** WRITTEN REQUEST **
Reproduce verbatim the lines below, starting with the line that contains "Guideline: for each instance of the man's eye, put" and continuing through the line that contains "Target: black bumblebee abdomen".

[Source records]
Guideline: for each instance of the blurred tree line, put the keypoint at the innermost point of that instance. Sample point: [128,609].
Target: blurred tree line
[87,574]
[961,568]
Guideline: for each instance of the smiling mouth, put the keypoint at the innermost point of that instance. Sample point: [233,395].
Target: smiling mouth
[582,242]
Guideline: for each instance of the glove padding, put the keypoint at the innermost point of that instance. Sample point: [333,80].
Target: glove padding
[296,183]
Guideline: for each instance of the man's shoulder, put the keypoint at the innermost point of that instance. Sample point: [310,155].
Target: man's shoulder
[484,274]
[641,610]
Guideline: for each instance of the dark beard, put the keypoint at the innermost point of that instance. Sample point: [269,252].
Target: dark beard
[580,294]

---

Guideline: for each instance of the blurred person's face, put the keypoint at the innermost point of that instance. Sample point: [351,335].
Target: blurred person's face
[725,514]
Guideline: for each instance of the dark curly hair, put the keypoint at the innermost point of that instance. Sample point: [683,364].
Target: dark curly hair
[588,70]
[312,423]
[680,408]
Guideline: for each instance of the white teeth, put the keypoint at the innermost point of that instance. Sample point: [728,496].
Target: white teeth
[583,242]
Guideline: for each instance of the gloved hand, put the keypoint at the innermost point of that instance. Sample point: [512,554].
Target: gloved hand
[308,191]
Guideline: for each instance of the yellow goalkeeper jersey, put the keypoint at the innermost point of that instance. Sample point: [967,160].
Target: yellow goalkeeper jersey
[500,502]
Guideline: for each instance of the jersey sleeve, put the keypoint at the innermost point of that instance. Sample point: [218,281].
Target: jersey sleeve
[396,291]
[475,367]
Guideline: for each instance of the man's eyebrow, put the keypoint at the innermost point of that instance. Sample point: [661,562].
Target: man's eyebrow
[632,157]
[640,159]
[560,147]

...

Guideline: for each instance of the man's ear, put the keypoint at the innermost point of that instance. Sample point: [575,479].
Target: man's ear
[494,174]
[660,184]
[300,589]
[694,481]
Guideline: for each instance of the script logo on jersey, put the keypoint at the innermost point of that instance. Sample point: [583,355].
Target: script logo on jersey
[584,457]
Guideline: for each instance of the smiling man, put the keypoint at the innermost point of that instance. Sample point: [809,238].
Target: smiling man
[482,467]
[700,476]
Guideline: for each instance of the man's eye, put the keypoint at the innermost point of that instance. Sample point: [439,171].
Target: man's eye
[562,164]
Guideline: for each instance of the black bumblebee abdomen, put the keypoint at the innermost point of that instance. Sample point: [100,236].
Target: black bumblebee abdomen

** ANSWER TO THIS EXERCISE **
Guideline: for each instance of the man's eye, put the keypoint at the innermost point of that instance. Sample point: [439,171].
Target: man's eye
[562,164]
Guideline: for each instance of the black bumblebee abdomen, put the keypoint at the innermost point of that instance. Sample point: [100,236].
Target: black bumblebee abdomen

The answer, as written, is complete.